____ RECORDS FOR PROCESSING

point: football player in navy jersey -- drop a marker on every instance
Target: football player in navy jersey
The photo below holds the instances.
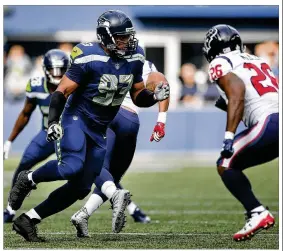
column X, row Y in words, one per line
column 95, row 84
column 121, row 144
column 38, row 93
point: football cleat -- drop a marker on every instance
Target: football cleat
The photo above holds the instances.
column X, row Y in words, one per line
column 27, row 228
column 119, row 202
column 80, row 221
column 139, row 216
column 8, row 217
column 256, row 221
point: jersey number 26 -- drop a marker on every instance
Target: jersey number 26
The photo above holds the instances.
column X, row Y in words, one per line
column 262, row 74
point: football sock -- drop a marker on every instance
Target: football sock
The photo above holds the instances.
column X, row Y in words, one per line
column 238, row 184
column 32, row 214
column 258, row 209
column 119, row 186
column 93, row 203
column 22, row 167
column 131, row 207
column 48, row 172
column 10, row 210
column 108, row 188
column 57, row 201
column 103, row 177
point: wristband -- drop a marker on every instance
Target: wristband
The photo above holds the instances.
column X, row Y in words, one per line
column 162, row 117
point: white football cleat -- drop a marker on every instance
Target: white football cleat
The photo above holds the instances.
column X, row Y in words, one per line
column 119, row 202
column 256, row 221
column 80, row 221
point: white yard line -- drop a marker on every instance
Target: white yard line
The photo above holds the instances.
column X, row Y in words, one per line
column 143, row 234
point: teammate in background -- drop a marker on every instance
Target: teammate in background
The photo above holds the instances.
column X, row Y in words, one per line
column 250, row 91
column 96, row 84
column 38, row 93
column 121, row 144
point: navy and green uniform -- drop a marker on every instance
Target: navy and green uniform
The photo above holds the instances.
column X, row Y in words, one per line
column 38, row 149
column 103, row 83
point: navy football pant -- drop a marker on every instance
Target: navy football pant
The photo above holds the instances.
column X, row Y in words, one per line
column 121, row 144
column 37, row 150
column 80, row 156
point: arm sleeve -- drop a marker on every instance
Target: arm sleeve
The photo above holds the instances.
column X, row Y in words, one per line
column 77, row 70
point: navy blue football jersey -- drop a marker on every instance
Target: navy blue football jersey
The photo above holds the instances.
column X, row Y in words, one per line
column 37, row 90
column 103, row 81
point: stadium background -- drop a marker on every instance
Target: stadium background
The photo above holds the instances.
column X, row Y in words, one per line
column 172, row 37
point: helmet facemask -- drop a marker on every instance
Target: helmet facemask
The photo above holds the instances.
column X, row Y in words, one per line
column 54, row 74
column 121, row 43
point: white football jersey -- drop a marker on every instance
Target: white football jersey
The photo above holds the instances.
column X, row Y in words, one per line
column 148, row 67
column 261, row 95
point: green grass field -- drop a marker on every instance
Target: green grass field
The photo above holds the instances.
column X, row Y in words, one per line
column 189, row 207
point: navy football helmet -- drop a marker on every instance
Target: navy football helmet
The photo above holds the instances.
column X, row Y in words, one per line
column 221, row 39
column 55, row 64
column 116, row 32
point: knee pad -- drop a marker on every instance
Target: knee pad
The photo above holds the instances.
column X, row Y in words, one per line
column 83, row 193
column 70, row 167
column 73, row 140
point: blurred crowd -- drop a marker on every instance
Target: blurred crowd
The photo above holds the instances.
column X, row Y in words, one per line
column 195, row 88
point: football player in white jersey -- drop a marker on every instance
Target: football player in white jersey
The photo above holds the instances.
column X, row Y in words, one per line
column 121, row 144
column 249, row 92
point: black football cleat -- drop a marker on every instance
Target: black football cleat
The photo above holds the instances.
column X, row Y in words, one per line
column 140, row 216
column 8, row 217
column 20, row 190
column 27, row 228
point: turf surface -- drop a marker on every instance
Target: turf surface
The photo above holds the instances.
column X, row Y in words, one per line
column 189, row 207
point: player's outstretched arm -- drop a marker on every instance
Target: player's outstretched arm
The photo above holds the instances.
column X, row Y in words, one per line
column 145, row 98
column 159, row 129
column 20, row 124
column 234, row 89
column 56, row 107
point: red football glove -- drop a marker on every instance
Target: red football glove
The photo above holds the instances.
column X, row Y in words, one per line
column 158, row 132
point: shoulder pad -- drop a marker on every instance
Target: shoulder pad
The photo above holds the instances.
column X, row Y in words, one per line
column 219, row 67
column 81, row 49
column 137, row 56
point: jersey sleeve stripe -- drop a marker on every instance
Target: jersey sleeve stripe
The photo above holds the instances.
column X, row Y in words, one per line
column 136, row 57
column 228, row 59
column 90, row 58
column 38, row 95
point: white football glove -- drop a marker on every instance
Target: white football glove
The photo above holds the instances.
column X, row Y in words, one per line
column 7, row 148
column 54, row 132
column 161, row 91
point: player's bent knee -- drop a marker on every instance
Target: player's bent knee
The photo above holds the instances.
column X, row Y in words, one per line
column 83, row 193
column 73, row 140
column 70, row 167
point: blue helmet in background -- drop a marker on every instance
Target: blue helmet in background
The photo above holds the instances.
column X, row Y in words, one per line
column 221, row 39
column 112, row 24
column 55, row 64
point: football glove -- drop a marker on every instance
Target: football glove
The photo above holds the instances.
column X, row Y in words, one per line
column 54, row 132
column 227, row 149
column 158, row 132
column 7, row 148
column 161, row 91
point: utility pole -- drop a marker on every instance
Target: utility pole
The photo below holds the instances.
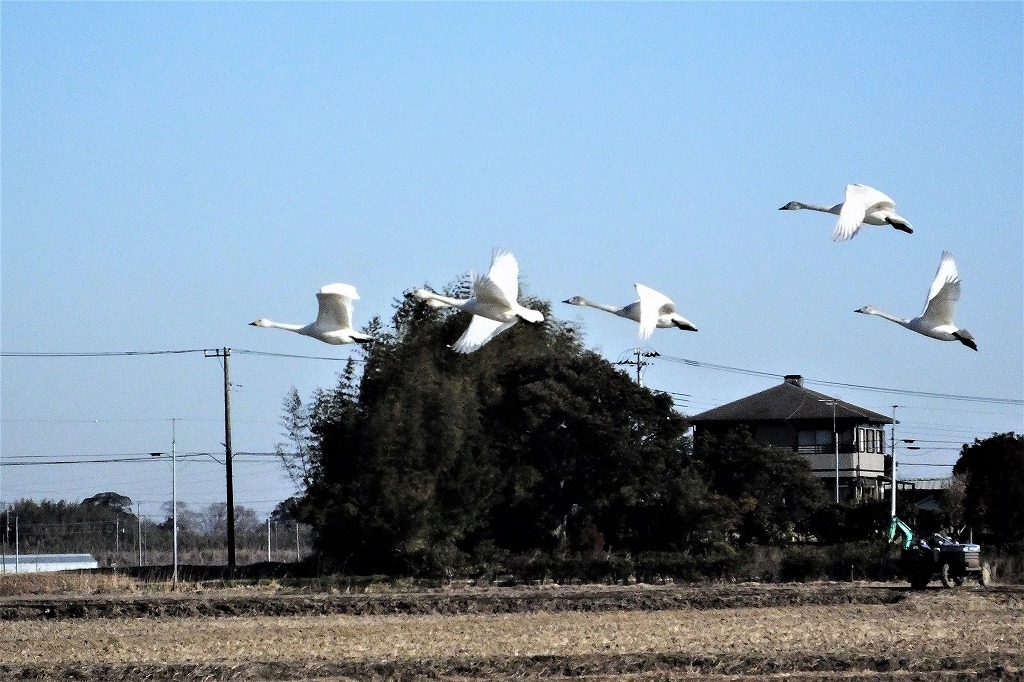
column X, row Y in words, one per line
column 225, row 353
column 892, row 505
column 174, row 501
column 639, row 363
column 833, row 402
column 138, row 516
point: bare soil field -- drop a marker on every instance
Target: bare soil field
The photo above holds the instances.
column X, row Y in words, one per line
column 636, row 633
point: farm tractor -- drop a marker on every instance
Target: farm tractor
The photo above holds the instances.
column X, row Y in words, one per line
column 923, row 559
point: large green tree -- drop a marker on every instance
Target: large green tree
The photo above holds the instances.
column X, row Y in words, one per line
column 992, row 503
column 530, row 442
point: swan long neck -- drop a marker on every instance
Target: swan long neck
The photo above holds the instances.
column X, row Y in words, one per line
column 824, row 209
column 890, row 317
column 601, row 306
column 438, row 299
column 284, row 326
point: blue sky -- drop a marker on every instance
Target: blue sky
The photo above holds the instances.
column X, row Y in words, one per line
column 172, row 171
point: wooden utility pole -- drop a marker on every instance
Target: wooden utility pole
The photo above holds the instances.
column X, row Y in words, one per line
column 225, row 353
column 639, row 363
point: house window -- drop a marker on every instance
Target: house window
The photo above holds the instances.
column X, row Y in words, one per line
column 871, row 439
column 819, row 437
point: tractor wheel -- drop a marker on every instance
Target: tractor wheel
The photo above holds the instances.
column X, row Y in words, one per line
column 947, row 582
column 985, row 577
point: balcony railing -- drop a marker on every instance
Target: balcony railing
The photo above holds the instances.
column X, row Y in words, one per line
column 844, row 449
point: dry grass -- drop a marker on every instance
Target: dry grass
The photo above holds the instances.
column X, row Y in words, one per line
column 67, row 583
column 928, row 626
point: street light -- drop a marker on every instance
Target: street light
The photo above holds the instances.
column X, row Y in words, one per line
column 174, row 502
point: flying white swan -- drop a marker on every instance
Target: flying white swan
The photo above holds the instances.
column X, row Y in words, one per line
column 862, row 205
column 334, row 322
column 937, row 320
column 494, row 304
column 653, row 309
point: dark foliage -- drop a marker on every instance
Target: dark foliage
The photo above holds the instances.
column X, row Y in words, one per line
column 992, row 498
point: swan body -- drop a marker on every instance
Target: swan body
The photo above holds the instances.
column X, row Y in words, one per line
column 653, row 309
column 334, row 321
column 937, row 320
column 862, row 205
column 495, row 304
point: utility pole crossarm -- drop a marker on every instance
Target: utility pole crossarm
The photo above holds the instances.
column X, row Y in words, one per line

________
____ RECORDS FOR PROCESSING

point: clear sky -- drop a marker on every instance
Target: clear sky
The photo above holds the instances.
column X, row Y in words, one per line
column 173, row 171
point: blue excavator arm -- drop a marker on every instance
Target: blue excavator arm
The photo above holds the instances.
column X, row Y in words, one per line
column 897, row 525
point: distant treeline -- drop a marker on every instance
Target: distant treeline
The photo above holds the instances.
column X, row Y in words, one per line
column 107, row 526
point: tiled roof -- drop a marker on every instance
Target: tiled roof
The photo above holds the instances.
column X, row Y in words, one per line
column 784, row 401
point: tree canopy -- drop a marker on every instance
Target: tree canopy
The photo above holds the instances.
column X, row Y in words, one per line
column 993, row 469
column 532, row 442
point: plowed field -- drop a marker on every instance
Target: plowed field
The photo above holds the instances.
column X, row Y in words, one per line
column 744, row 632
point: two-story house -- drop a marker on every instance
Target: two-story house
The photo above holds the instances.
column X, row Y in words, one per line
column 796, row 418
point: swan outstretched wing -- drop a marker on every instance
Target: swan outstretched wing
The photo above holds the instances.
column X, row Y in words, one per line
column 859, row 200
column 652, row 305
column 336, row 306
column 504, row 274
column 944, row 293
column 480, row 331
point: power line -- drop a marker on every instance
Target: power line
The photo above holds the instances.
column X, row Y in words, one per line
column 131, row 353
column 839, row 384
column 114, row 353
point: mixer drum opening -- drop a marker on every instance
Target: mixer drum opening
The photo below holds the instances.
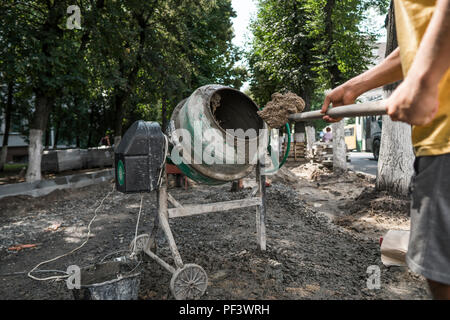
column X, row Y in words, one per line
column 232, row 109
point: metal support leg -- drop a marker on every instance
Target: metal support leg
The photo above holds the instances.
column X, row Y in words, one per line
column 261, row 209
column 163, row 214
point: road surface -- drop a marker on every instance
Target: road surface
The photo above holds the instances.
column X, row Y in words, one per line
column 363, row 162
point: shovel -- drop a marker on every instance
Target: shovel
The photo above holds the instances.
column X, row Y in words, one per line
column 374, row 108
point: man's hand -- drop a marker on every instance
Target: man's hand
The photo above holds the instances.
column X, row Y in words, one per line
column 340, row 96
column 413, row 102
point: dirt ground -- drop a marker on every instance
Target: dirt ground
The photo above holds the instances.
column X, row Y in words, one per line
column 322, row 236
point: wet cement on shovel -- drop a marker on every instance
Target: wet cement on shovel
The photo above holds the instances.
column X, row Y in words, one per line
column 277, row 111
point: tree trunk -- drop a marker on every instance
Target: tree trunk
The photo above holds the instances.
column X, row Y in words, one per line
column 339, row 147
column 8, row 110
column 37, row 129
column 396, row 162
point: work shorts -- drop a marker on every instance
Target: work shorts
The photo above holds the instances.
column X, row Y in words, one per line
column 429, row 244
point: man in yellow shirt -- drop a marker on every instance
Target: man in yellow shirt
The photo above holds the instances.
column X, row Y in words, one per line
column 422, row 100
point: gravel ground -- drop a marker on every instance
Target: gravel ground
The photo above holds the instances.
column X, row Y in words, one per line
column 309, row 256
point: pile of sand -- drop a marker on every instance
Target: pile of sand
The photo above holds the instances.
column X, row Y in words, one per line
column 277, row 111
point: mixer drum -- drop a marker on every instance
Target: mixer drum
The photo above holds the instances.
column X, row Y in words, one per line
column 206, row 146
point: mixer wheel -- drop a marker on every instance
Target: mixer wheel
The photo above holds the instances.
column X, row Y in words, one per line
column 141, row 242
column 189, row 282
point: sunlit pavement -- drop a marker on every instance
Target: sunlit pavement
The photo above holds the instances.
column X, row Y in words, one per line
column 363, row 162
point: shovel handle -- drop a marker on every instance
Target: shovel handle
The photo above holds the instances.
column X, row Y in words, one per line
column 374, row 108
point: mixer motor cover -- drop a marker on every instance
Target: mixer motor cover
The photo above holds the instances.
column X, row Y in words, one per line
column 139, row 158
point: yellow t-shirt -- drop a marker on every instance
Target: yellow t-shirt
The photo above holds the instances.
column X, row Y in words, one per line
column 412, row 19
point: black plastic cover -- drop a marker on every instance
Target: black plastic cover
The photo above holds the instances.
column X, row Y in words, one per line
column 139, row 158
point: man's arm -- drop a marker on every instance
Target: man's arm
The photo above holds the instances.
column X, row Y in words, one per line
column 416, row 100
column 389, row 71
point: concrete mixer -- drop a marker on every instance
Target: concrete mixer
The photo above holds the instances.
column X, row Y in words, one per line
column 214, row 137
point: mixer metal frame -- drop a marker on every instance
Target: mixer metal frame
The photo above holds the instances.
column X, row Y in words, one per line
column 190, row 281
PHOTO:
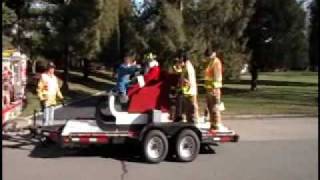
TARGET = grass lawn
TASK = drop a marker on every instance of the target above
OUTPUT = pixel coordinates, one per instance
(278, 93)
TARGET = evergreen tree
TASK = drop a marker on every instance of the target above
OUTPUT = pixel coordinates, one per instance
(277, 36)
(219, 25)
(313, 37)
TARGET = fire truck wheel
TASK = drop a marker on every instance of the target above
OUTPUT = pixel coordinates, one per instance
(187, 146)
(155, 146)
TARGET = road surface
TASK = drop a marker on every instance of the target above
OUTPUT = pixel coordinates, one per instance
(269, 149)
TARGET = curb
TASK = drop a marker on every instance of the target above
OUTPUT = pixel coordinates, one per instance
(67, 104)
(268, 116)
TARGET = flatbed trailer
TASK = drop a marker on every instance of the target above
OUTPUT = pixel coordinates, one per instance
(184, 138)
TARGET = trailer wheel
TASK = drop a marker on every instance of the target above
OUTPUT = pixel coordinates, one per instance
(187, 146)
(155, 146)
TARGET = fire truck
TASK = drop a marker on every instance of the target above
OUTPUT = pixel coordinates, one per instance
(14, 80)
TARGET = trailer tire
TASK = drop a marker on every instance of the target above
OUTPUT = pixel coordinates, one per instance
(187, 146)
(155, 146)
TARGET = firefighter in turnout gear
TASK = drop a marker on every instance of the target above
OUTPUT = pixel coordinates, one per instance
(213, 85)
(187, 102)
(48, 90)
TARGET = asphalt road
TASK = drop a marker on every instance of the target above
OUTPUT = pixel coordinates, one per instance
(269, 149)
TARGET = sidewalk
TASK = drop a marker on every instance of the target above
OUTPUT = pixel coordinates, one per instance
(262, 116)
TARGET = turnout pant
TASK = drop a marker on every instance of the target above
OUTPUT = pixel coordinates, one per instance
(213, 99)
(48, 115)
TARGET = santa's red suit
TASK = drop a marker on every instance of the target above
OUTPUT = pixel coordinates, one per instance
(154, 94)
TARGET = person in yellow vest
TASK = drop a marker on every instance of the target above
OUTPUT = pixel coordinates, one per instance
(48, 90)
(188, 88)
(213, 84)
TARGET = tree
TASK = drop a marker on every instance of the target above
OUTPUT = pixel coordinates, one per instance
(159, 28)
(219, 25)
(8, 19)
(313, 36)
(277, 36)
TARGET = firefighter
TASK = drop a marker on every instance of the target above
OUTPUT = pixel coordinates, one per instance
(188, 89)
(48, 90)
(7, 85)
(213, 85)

________

EXERCISE DETAILS -> Reproduce the listing word for word, from the line with "point: two-story house" up to and including the line with "column 163, row 214". Leave out any pictures.

WRITTEN REPLY ->
point: two-story house -- drop a marker on every instance
Target: two-story house
The photo above holds the instances.
column X, row Y in words, one per line
column 796, row 418
point: swan outstretched wing -- drop a marker on every instance
Target: swan outstretched wing
The photo above holds the instances.
column X, row Y in words, one per line
column 859, row 200
column 652, row 305
column 336, row 306
column 504, row 274
column 944, row 293
column 480, row 331
point: power line -- drop a marker on every instance
Target: power line
The photo above holds the instances.
column X, row Y in words, one per line
column 131, row 353
column 839, row 384
column 114, row 353
point: mixer drum opening -- drop a marker on every instance
Target: mixer drum opening
The photo below holds the instances.
column X, row Y in words, one per line
column 232, row 109
point: metal support leg -- drop a marker on every instance
Target: metal support leg
The photo above holds the instances.
column X, row Y in words, one per line
column 261, row 209
column 163, row 214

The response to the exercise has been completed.